--- start of GIVEN TEXT ---

Real-world fixes: - MySQL InnoDB splits its LRU list into a young (hot) sublist and an old (probationary) sublist. New blocks enter the old end; only a block re-accessed after a delay is promoted to young. A one-pass scan fills only the old sublist and is evicted without disturbing the young hot set. This is the midpoint-insertion LRU (also called LRU-K-like / segmented LRU). - PostgreSQL uses a CLOCK / second-chance variant (the buffer manager's clock-sweep) rather than strict LRU, partly for concurrency and partly because it degrades more gracefully under scans. - ARC / 2Q explicitly separate "seen once" from "seen multiple times," so a scan cannot evict frequently used pages.
The lesson: strict LRU is rarely deployed unmodified in high-performance systems. It is the conceptual baseline; production systems use a scan-resistant approximation. The senior level covers CLOCK and segmented LRU in depth.
LinkedHashMap: LRU Almost for Free¶
In Java you usually do not hand-roll the hash-map-plus-doubly-linked-list. The JDK already ships one: java.util.LinkedHashMap. It is a HashMap that also maintains a doubly linked list across all its entries — exactly the structure we built by hand.
LinkedHashMap has a constructor flag, accessOrder: - accessOrder = false (default): the linked list keeps insertion order. - accessOrder = true: every get and put moves the touched entry to the end of the list — i.e., access order. This is precisely LRU ordering.
Combined with the overridable hook removeEldestEntry(...), you get a complete LRU cache in a few lines:
LinkedHashMap<K, V> lru = new LinkedHashMap<>(16, 0.75f, true) {
@Override
protected boolean removeEldestEntry(Map.Entry<K, V> eldest) {
return size() > CAPACITY; // evict the eldest (LRU) when over capacity
}
};
removeEldestEntry is called after every insertion. If it returns true, the eldest entry (the head of the access-order list — the least recently used) is removed automatically.
Python's analogue is collections.OrderedDict, which supports move_to_end(key) and popitem(last=False) to pop the oldest entry. Go has no built-in equivalent, so in Go you implement the structure yourself (as in the junior level) or use a library such as hashicorp/golang-lru.

--- end of GIVEN TEXT ---

**TASK A**
Format the records as a two-column CSV with columns request and answer, one row per record, putting each in a single quoted field and replacing line breaks with spaces. Include only the records that begin at the line that has "cross for the gripper to approach." and stop after the line that has "left=26, top=0, right=46, bottom=26".
The text and the records come from separate, unrelated sources.

--- start of RAW RECORDS ---

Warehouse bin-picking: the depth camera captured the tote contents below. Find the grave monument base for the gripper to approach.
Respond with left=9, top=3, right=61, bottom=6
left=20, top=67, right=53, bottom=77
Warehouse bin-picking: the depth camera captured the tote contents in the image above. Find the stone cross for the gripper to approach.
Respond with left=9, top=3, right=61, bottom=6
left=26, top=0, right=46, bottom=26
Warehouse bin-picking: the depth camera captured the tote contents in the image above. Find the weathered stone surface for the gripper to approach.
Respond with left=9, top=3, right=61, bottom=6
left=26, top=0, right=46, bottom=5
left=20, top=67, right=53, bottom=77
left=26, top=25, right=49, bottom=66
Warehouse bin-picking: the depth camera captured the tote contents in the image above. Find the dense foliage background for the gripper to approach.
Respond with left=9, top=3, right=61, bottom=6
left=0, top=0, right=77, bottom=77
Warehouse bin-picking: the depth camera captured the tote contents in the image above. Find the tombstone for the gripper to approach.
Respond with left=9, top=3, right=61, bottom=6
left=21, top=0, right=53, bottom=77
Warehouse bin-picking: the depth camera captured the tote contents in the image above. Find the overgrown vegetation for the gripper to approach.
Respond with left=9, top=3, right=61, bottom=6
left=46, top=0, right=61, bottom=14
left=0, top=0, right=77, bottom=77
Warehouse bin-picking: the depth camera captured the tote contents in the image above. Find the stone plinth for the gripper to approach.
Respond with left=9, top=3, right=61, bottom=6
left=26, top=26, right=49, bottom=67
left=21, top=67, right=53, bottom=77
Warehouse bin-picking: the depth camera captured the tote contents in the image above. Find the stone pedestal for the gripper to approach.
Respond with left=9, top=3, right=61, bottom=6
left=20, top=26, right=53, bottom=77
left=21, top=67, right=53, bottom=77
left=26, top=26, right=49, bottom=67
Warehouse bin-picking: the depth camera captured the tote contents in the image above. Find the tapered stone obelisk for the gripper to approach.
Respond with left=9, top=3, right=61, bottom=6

--- end of RAW RECORDS ---

**TASK B**
From the text on LRU caching, extract the passage verbatim, beginning at the words "The lesson: strict" and stopping after "precisely LRU ordering.".

**EXERCISE OUTPUT A**
request,answer
"Warehouse bin-picking: the depth camera captured the tote contents in the image above. Find the stone cross for the gripper to approach. Respond with left=9, top=3, right=61, bottom=6","left=26, top=0, right=46, bottom=26"

**EXERCISE OUTPUT B**
The lesson: strict LRU is rarely deployed unmodified in high-performance systems. It is the conceptual baseline; production systems use a scan-resistant approximation. The senior level covers CLOCK and segmented LRU in depth.
LinkedHashMap: LRU Almost for Free¶
In Java you usually do not hand-roll the hash-map-plus-doubly-linked-list. The JDK already ships one: java.util.LinkedHashMap. It is a HashMap that also maintains a doubly linked list across all its entries — exactly the structure we built by hand.
LinkedHashMap has a constructor flag, accessOrder: - accessOrder = false (default): the linked list keeps insertion order. - accessOrder = true: every get and put moves the touched entry to the end of the list — i.e., access order. This is precisely LRU ordering.